<<<<

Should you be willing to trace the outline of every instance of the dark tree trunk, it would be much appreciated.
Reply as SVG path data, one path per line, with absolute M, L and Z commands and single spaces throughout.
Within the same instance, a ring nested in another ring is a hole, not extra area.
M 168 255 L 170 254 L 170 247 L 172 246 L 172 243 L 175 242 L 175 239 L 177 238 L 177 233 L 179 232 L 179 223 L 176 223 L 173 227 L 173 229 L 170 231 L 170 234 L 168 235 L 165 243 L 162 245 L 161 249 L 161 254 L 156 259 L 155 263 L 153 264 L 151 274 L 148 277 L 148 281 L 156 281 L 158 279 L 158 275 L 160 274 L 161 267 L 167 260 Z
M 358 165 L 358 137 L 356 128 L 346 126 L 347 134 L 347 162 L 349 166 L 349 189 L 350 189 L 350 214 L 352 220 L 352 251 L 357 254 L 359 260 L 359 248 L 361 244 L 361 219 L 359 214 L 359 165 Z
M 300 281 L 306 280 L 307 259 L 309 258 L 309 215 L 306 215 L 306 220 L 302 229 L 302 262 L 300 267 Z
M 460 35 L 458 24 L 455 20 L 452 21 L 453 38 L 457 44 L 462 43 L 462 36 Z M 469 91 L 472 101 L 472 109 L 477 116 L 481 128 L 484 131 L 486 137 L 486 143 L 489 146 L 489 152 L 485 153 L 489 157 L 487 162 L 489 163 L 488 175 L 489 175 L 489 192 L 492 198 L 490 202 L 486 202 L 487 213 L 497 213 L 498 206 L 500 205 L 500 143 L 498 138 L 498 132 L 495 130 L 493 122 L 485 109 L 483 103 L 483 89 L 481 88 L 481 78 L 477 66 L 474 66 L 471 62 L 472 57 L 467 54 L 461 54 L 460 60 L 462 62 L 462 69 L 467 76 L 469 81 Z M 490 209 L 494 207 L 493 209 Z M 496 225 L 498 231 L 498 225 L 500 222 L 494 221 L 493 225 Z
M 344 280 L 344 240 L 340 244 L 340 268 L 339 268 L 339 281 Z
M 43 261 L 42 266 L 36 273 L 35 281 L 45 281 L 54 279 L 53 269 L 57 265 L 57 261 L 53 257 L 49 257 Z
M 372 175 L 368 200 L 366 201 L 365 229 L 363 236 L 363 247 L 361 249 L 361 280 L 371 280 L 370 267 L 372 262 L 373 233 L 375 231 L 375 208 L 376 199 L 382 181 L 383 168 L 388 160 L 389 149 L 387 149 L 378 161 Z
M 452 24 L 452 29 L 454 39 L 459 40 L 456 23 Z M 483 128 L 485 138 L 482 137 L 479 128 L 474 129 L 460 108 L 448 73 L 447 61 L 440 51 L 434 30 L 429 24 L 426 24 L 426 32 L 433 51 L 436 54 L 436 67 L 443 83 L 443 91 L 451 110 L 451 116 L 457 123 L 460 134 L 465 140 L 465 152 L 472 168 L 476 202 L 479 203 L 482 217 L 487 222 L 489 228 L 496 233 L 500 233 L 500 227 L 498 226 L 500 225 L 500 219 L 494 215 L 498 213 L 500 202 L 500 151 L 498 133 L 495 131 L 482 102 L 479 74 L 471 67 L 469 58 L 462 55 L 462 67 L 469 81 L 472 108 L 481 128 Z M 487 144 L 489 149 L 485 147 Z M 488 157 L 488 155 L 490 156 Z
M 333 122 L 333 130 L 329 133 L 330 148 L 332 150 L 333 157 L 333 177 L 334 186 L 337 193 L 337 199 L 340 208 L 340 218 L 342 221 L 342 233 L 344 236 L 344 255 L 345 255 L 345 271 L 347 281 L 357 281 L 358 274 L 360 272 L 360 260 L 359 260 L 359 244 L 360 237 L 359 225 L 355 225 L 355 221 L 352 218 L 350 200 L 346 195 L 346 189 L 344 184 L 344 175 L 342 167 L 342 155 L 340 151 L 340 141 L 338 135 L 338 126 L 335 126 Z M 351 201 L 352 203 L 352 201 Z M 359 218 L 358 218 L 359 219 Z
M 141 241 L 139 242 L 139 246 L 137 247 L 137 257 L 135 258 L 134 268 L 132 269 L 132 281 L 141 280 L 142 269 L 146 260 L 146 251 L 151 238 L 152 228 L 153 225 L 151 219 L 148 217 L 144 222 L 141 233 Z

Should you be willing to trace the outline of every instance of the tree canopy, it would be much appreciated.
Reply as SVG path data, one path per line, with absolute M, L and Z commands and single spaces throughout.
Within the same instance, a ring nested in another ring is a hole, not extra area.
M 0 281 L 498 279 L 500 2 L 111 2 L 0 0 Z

>>>>

Problem to solve: Retype the line containing "canopy, it would be much appreciated." and all the lines after it, ending with the final line of the material, exactly.

Reply:
Should you be willing to trace the outline of every instance of the tree canopy, it would be much appreciated.
Reply as SVG path data, one path per line, with absolute M, L and Z commands and single spaces throughout.
Within the same instance, a ring nested in another ring is a hole, not extra area.
M 0 281 L 498 279 L 500 2 L 111 2 L 0 0 Z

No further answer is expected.